## [TRY IT]
Please copy out the lines in the entries that contain "slice".

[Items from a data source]
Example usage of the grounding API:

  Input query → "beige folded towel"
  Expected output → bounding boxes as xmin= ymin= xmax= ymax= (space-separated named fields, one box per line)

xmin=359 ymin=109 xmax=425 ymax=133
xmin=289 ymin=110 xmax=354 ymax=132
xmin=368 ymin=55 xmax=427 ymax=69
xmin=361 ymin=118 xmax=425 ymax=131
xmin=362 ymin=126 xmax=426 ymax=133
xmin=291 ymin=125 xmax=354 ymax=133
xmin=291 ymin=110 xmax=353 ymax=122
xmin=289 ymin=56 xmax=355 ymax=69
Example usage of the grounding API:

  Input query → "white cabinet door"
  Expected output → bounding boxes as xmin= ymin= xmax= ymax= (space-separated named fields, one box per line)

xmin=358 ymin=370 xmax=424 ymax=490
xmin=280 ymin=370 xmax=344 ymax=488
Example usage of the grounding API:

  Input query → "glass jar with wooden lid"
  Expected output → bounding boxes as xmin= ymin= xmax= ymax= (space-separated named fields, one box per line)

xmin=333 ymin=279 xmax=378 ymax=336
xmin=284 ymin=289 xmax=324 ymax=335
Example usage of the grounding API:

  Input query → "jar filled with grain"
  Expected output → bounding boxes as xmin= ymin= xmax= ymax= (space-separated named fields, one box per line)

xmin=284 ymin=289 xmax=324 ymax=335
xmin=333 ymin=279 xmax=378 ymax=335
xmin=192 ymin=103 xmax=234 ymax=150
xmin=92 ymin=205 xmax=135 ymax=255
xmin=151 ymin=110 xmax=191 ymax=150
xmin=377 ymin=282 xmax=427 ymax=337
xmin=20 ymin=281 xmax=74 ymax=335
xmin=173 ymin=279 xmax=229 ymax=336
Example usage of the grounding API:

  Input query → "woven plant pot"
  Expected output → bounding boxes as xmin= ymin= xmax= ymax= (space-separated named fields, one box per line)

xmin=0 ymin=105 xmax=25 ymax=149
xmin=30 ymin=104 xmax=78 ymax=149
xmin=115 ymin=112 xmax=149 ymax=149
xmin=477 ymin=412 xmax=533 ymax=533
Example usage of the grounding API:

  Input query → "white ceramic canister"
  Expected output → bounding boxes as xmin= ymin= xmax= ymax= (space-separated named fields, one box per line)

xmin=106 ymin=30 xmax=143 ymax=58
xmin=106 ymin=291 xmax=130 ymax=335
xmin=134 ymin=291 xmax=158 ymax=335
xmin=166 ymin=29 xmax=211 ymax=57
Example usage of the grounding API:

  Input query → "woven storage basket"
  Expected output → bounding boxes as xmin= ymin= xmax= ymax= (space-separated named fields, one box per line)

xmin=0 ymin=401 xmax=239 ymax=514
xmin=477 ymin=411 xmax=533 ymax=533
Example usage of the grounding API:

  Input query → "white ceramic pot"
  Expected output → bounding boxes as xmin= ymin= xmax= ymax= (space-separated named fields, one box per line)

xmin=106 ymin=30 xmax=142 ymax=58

...

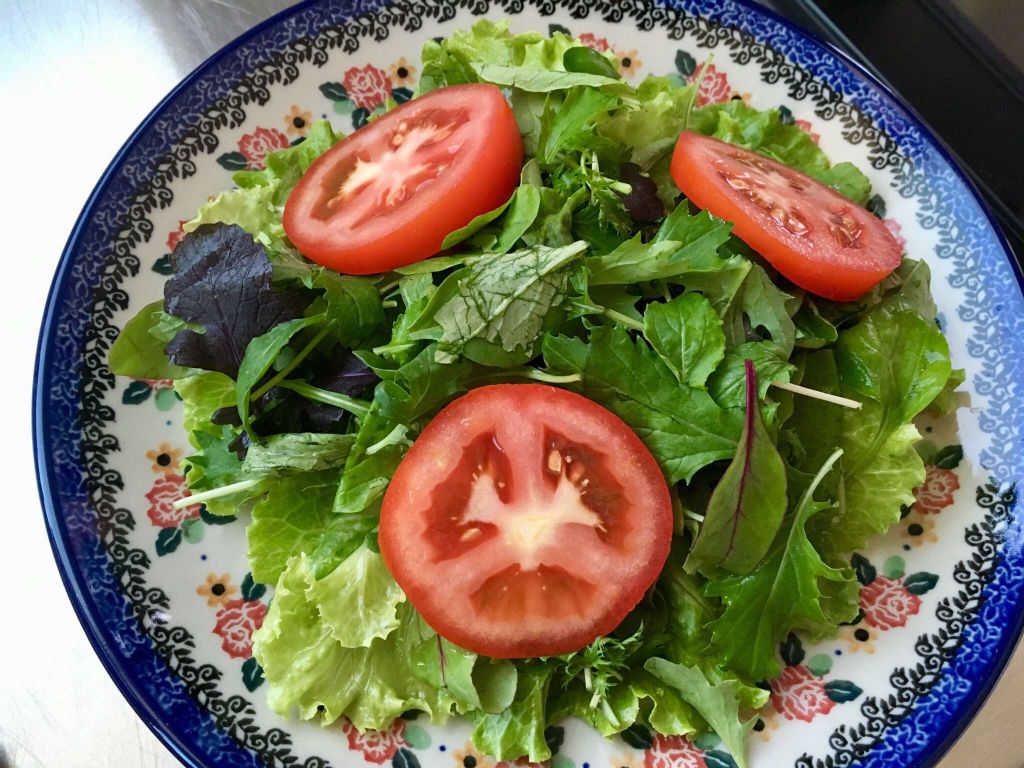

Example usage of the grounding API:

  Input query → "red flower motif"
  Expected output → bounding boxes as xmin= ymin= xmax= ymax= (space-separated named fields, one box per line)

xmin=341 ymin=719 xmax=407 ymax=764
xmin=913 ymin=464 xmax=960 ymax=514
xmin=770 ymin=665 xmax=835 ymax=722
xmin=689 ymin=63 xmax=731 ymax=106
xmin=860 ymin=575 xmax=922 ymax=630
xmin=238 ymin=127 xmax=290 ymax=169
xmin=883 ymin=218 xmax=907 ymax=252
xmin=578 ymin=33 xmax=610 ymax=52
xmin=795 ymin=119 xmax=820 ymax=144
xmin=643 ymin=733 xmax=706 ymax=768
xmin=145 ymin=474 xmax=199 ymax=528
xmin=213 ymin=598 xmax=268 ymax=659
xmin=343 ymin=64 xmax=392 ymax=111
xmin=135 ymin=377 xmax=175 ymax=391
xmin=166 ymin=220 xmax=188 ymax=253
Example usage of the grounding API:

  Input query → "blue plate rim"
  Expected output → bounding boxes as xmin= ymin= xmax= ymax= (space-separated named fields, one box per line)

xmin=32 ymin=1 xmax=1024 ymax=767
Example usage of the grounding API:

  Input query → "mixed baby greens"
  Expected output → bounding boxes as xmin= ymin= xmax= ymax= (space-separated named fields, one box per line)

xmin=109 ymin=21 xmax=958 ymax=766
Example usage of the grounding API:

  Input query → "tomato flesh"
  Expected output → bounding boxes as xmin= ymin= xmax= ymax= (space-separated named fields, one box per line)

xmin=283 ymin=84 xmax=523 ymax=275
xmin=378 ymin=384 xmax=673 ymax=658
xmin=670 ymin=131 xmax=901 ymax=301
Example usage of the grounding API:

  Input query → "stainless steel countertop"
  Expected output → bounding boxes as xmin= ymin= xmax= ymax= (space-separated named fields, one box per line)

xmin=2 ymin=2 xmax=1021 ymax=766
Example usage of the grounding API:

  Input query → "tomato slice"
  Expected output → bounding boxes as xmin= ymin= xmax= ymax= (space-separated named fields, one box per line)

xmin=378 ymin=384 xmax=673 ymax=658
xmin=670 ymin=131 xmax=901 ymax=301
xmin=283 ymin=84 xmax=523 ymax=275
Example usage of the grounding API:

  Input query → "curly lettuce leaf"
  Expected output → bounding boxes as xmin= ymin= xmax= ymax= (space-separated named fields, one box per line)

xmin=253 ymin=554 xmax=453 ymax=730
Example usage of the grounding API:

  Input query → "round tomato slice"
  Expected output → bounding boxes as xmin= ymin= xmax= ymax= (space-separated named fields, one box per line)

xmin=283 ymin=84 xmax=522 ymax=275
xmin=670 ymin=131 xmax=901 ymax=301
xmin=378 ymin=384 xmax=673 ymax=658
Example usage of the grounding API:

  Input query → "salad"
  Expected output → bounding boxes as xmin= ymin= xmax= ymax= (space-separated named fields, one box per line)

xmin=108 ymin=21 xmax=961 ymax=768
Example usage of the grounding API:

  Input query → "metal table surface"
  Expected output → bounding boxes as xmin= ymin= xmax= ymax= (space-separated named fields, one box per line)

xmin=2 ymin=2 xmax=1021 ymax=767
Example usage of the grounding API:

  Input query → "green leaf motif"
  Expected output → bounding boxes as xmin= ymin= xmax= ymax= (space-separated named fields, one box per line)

--

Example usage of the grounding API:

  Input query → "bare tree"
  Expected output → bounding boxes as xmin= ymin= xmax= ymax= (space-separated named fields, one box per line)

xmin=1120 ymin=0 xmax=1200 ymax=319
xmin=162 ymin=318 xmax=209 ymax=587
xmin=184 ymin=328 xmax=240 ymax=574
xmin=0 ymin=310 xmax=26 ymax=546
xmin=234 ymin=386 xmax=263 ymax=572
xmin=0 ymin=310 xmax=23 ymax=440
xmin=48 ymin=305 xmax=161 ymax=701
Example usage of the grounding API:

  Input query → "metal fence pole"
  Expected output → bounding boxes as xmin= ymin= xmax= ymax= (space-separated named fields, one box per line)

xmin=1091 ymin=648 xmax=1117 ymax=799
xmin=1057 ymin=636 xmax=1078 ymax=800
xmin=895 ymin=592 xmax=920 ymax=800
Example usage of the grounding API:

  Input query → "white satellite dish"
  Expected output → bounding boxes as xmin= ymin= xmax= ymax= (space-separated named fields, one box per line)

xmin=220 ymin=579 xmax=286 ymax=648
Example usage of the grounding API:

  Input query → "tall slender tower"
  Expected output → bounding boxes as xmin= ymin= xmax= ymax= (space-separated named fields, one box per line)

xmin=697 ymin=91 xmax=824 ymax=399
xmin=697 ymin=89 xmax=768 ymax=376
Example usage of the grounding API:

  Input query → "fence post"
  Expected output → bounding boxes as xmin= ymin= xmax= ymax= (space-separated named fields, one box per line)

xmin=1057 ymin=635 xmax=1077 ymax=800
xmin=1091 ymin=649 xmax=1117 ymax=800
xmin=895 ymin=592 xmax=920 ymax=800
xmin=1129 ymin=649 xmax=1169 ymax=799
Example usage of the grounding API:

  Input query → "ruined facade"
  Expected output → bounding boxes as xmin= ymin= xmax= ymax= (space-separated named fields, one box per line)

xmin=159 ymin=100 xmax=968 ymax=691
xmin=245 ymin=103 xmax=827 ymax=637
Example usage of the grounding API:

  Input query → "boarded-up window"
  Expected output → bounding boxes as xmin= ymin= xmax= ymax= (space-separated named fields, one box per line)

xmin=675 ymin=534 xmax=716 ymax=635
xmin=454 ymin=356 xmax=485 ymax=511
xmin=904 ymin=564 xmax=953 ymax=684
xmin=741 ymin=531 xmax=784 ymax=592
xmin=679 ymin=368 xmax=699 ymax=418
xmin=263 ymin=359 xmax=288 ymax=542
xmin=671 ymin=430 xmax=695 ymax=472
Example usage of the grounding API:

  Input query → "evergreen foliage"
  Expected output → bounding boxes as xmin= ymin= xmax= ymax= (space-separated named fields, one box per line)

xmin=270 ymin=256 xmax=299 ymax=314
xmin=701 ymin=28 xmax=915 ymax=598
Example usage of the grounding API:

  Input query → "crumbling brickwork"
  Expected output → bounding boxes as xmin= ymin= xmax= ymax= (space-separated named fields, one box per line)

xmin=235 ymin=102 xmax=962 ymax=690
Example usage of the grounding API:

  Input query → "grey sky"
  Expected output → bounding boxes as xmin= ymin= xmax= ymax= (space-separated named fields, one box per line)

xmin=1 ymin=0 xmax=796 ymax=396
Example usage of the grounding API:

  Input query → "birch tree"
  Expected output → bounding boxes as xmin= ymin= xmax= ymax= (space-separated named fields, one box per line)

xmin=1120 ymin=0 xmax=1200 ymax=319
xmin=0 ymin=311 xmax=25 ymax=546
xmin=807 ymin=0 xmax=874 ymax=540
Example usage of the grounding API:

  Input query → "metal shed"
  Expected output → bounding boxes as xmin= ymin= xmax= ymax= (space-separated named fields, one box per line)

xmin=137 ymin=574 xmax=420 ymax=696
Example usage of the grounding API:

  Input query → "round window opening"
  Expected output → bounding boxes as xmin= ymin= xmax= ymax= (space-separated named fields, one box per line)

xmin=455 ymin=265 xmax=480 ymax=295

## [EXERCISE RESPONSE]
  Input query → "tomato slice"
  Input query → "round tomato slice"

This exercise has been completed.